Saved entries

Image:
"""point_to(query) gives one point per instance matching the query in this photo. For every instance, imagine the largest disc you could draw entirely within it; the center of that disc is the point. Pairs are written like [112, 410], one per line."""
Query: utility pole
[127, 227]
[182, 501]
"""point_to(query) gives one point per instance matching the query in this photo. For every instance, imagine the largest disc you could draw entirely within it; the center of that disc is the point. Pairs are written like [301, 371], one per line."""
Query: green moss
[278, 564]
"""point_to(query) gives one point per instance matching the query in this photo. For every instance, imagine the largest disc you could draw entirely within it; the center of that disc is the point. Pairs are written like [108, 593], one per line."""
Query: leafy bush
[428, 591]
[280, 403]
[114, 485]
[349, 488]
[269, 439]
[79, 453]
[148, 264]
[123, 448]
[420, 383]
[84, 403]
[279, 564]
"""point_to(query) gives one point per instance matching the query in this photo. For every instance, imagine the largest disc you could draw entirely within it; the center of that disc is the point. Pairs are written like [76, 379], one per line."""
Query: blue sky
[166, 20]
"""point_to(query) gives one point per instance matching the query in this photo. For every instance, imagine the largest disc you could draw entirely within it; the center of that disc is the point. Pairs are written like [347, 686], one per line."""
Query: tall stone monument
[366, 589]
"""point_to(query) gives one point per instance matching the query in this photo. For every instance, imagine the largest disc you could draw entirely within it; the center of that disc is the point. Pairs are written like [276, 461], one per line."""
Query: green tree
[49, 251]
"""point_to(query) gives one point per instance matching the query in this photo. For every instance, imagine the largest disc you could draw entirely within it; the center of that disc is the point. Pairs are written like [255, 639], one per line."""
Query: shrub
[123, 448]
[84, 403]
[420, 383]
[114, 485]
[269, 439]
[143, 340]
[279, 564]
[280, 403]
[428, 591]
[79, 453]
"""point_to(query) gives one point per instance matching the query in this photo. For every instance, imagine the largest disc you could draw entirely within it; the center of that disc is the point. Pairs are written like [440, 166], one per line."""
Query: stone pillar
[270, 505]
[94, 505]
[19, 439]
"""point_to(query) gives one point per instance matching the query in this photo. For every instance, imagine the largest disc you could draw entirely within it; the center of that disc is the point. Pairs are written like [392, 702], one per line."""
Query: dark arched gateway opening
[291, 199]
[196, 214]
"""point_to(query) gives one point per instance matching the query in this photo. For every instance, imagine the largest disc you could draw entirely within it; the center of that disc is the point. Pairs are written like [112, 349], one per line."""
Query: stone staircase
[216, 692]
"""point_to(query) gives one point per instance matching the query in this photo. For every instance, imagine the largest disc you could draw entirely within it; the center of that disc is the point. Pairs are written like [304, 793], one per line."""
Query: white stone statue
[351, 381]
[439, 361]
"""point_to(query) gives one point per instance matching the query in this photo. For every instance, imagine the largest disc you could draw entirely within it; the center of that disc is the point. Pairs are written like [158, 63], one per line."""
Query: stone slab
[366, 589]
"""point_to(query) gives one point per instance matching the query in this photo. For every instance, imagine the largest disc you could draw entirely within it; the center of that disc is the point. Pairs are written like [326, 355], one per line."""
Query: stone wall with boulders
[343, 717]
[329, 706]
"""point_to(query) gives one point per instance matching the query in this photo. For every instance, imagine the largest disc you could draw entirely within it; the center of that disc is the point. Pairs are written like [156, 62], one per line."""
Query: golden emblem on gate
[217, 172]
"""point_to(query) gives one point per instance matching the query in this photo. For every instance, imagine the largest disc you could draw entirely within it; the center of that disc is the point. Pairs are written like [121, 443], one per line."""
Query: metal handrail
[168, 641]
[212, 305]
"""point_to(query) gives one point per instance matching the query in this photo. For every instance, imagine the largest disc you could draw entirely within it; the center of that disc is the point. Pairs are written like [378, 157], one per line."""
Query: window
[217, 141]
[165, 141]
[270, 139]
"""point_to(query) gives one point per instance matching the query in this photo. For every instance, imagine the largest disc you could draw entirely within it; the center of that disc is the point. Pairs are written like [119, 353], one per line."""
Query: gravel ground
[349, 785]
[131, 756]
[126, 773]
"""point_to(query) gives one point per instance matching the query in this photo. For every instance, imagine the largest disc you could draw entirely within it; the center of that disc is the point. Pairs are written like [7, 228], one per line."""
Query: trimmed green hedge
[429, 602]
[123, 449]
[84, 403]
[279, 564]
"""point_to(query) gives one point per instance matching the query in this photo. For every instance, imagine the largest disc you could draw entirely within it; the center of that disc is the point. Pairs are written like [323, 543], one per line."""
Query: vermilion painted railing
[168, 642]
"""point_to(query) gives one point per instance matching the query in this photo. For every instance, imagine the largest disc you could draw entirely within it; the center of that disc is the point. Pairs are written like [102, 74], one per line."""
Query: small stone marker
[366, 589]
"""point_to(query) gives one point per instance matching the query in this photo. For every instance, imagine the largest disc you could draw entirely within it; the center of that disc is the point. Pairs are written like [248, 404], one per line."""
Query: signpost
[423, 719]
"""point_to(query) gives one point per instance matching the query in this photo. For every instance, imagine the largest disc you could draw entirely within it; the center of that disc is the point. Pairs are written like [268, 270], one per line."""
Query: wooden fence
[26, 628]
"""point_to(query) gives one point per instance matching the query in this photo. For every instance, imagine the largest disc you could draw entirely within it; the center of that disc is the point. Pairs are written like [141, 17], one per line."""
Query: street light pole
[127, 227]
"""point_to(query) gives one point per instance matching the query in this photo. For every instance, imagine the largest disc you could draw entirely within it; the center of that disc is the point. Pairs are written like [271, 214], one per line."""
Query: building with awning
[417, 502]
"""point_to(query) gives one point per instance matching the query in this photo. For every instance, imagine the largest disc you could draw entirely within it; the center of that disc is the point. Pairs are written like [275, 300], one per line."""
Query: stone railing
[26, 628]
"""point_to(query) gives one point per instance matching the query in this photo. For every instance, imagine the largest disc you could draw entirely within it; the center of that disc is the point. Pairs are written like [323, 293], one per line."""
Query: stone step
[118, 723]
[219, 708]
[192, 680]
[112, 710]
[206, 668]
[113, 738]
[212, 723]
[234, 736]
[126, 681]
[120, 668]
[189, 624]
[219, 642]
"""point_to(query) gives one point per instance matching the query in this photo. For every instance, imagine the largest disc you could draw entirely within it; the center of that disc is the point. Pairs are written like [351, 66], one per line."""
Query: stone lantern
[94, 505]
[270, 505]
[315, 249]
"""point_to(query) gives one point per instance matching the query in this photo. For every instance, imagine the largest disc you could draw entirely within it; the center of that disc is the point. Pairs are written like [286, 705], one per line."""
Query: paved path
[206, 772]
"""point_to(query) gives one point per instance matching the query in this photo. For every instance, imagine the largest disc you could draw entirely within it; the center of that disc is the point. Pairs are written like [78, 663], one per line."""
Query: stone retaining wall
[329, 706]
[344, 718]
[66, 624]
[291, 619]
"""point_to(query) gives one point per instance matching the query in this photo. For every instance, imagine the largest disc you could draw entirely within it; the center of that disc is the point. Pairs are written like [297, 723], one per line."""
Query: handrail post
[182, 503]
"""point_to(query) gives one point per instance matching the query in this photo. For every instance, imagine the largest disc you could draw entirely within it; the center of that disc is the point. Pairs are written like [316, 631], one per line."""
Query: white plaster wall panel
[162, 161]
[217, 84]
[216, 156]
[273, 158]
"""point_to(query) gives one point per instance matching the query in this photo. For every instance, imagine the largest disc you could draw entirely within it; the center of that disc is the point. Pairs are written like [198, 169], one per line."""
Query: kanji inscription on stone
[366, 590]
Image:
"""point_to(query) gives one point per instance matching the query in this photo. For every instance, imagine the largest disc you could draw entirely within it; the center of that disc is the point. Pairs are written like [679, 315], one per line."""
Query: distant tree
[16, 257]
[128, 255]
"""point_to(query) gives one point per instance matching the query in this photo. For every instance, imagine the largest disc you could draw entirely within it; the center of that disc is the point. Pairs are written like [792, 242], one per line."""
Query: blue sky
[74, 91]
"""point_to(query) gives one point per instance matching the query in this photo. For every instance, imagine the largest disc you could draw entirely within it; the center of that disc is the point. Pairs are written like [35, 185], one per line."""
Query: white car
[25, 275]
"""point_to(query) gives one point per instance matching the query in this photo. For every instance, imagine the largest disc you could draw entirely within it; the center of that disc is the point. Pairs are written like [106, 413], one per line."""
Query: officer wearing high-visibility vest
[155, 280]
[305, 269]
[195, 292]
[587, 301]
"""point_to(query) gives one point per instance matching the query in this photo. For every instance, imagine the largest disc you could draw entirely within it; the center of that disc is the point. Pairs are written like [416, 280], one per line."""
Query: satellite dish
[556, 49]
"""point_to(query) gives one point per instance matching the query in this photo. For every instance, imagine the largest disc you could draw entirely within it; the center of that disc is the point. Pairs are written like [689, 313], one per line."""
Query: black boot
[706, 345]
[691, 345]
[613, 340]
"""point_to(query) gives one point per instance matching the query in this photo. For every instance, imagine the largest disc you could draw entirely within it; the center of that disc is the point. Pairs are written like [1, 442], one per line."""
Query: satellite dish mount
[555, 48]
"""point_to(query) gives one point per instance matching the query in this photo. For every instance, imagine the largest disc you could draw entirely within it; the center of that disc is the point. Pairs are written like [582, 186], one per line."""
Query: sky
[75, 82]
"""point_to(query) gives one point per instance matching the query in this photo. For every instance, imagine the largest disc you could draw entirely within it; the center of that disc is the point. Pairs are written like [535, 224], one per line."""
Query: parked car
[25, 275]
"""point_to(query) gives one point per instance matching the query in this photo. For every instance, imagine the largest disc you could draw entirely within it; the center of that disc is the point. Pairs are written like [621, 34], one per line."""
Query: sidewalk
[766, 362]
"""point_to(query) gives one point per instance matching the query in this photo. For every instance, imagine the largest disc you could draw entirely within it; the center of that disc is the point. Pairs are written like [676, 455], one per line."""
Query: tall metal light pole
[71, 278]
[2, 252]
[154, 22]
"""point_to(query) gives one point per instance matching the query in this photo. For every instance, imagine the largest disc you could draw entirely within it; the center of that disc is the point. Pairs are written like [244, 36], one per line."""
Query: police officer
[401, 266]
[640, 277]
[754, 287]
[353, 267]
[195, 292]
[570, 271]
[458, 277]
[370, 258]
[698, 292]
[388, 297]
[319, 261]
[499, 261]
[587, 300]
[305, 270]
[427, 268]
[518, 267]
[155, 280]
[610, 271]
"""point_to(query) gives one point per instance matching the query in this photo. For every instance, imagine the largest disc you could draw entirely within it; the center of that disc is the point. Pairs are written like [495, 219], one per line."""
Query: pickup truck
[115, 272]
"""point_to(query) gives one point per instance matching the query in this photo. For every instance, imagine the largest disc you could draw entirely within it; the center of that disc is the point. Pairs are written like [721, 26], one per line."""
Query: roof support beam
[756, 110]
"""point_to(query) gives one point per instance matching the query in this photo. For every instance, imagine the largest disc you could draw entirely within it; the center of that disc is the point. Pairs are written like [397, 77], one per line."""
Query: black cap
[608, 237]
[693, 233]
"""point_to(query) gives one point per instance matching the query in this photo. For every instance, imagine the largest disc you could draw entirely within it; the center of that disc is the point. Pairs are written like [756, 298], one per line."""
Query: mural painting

- **Activity**: Return only the lines between the one holding "[392, 702], one" and the one holding "[112, 349], one", inclusive, exactly as they appear above.

- **Answer to the exercise**:
"""point_to(query) gives one point per instance matching the query in this photo. For every instance, imagine the largest disc you could draw entirely within it; the center of that disc is the point. Pairs are written like [392, 702], one per line."""
Query: dark arched gateway opening
[291, 199]
[196, 214]
"""point_to(query) gives one point per instance matching the query in this photo. For every instance, imagine the largest disc you could draw entirely within it; the center of that disc is the point. Pairs are written like [112, 349], one per line."""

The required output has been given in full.